— BEGIN Text passage —

I interviewed South African trumpet player and composer Hugh Masekela on tour last year. At 71, he's been playing and recording since the late 1950s, and his work has been variously filed under jazz, classical, contemporary North American adult, and as African music, all terms he has little time for.
In recent years, it's been called something new again.
"At one point, the term 'world music' was coined," he remarked dryly. "I woke up one day and people told me I was playing world music." I think the term probably served some purpose at one time in terms of cracking open the homogeneous North American market and introducing its listeners to something beyond their standardized pop/rock/country/classical dogma, but what is it still doing around in the multiplex universe of the 21st century, when all the peoples of the globe live everywhere?

— END Text passage —
— BEGIN Dataset excerpt —

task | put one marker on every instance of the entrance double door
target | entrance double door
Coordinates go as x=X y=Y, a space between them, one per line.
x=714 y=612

— END Dataset excerpt —

• **Aim A**
According to the text about Hugh Masekela, since when has he been playing and recording?
• **Aim B**
Transcribe the passage on Hugh Masekela from "In recent years, it's" to "globe live everywhere?".
• **Aim C**
In the text about Hugh Masekela, list every category named after "has been variously filed under".

• **Written answer A**
Since the late 1950s.

• **Written answer B**
In recent years, it's been called something new again.
"At one point, the term 'world music' was coined," he remarked dryly. "I woke up one day and people told me I was playing world music." I think the term probably served some purpose at one time in terms of cracking open the homogeneous North American market and introducing its listeners to something beyond their standardized pop/rock/country/classical dogma, but what is it still doing around in the multiplex universe of the 21st century, when all the peoples of the globe live everywhere?

• **Written answer C**
- jazz
- classical
- contemporary North American adult
- African music